# Task description
The reply should hold every line of the data, unchanged and complete.

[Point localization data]

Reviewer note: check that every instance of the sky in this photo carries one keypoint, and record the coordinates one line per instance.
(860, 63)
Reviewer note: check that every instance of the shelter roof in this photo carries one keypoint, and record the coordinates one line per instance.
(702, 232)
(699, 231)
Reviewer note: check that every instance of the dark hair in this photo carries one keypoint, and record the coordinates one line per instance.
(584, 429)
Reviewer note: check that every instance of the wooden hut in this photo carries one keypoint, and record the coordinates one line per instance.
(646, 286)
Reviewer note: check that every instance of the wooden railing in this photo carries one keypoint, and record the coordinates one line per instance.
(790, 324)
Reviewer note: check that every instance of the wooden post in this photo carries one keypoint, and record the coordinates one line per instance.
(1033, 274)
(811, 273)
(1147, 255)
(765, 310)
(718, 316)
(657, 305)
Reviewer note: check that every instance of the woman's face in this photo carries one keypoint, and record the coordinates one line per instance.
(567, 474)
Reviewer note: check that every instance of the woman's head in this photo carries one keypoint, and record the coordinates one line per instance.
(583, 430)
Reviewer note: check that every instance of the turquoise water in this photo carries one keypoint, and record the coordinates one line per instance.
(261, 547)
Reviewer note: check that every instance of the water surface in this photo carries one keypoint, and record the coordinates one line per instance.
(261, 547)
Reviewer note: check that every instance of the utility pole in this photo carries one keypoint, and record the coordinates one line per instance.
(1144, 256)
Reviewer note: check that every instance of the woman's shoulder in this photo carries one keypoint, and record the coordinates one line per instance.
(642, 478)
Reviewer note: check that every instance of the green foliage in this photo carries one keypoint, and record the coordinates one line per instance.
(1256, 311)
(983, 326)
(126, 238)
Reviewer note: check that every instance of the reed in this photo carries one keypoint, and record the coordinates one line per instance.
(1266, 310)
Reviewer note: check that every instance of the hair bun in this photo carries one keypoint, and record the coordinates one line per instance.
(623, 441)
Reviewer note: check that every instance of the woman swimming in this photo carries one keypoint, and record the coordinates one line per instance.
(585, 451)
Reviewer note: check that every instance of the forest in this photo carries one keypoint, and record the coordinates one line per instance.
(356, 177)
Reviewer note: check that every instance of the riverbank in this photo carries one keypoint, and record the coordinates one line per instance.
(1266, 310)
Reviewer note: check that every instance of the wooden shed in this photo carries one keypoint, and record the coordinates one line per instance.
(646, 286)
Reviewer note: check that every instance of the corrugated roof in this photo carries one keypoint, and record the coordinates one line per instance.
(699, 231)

# Response to this exercise
Reviewer note: check that every instance of the sky in this photo carries one keypoint, and record the coordinates one line per instance.
(860, 63)
Reviewer note: check that every instance of the shelter roof in this photo carries one keypoint, and record the coordinates one line per instance.
(702, 232)
(699, 231)
Reviewer note: check that every instance of the dark hair in this photo carries one keypoint, and record the coordinates one line per instance.
(584, 429)
Reviewer note: check that every instance of the wooden hut in this photo carries one keypoint, and record the coordinates one line per instance.
(646, 286)
Reviewer note: check that every instance of the wooden railing in this photo carries one keypoint, and record the coordinates one line per instance.
(790, 324)
Reviewer note: check that every instance of the wooden post in this photo carries one keypoint, and record the coordinates one line per instance.
(1033, 274)
(811, 273)
(1147, 255)
(765, 310)
(718, 316)
(657, 305)
Reviewer note: check that every instance of the woman's face in this photo carries one keypoint, and record the coordinates one line per instance.
(567, 474)
Reviewer note: check that every instance of the woman's head in this photo carries one keypoint, and record the coordinates one line per instance.
(583, 430)
Reviewer note: check that every instance of the turquoise water in this photo carries one keypoint, and record the coordinates one line per instance.
(261, 547)
Reviewer note: check that every instance of the water surface in this photo carries one keypoint, and record the coordinates one line per instance.
(261, 547)
Reviewer note: check that every instance of the utility pole in this photo carries one keypoint, and record the coordinates one line per instance.
(1144, 256)
Reviewer note: check that every instance of the woman's shoulder in this photo carries one keypoint, and record the coordinates one line per instance.
(642, 478)
Reviewer note: check that every instance of the green foliage in this photo carries one keypoint, and record the coordinates one line per instance.
(1256, 311)
(983, 326)
(126, 238)
Reviewer note: check that every instance of the reed in this photo carries one keypoint, and record the coordinates one line per instance.
(1266, 310)
Reviewer note: check that every instance of the hair bun in this photo carries one keypoint, and record the coordinates one line per instance.
(623, 441)
Reviewer note: check that every instance of the woman swimming in this photo carries one keypoint, and record the coordinates one line per instance.
(585, 451)
Reviewer note: check that every instance of the forest in this photo carries one keypoint, and record the coordinates one line per instance.
(356, 177)
Reviewer note: check that every instance of the riverbank in this photo carries one keypoint, and record the coordinates one line per instance.
(1266, 310)
Reviewer note: check that every instance of the wooden shed in this photo carries one keypoint, and record the coordinates one line per instance.
(646, 286)
Reviewer note: check that every instance of the corrugated roof in this photo carries one keypoint, and record the coordinates one line per instance.
(699, 231)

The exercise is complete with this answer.